How to complete this task -
With the line containing "Place one keypoint per instance of the curved" as the start and the line containing "Place one keypoint per instance of the leafy" as the end, transcribe that span of the entries below exactly, including both.

-- Exercise data follows --

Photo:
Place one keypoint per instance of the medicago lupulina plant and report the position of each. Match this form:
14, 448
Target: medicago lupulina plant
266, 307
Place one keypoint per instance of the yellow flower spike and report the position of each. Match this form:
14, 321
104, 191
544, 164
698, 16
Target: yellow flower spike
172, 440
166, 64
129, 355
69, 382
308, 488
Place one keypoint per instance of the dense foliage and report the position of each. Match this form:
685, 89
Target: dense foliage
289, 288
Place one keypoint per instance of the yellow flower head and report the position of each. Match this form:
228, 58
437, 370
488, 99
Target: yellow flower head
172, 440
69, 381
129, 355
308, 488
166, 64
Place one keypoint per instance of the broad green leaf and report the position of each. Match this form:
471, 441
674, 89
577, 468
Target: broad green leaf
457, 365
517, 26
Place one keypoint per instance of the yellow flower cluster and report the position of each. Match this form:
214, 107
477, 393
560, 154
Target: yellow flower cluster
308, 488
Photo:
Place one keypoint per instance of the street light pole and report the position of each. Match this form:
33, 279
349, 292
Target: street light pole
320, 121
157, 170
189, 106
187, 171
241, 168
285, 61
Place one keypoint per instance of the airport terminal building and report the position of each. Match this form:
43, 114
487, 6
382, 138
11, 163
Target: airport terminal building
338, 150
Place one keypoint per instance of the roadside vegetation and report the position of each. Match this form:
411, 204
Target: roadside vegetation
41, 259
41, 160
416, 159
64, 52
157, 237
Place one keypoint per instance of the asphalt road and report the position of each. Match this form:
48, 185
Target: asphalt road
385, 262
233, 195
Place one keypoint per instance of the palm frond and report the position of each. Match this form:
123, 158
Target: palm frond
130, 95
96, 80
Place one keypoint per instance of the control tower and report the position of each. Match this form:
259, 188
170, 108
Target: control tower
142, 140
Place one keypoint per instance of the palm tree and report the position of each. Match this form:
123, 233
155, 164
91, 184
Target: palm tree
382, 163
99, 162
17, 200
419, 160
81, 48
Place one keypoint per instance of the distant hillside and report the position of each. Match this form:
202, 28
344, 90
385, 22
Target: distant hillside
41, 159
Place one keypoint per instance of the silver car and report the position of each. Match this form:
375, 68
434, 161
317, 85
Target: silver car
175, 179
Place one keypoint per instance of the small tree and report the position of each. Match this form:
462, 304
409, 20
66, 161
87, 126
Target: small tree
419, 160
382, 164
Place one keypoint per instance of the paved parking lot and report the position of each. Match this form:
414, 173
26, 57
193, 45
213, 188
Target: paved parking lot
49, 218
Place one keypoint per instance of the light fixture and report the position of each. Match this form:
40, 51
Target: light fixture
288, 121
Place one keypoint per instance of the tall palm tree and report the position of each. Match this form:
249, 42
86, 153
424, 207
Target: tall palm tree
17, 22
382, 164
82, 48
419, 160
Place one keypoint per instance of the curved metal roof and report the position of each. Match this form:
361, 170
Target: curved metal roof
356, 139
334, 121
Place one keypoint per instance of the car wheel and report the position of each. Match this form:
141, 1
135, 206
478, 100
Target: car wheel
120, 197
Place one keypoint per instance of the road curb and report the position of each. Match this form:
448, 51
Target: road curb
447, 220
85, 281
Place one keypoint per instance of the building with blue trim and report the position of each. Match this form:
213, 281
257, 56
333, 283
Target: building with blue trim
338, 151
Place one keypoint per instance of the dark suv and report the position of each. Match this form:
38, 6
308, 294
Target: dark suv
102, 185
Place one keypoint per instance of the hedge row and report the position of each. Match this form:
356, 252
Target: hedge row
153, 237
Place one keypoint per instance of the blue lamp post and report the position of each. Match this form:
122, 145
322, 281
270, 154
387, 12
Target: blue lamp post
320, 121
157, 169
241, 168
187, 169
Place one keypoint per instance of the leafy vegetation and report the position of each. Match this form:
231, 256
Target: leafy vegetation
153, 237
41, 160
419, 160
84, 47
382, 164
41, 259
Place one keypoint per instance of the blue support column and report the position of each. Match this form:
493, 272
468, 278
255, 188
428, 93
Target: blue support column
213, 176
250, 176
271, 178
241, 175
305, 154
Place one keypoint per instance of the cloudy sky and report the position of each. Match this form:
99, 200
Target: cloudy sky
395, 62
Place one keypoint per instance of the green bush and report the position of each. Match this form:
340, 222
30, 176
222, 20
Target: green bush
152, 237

-- Exercise data concluded --

Written solution -
Place one keypoint per instance of the curved metal roof and report the position of each. Match this form:
361, 170
Target: curved metal roof
356, 139
334, 121
Place one keypoint per instance of the car wheel and report the position of each. Match this form:
141, 1
135, 206
478, 100
Target: car wheel
120, 197
Place one keypoint per instance of the road curb and report the position of each. Match this form:
448, 51
Target: road curb
447, 220
85, 281
Place one keypoint per instance of the building with blue trim and report the position of each. Match this form:
213, 281
257, 56
333, 283
Target: building with blue trim
338, 151
Place one keypoint per instance of the dark suv and report the position of each. Match this form:
38, 6
308, 294
Target: dark suv
102, 185
Place one keypoint per instance of the hedge row and report the position of each. Match this form:
356, 252
Target: hedge row
153, 237
Place one keypoint per instance of the blue lamp post and report the position of each. Match this form:
122, 145
322, 281
270, 154
387, 12
Target: blue lamp post
320, 121
157, 169
241, 168
187, 169
Place one keypoint per instance of the leafy vegetation and report the position of each. Match this form:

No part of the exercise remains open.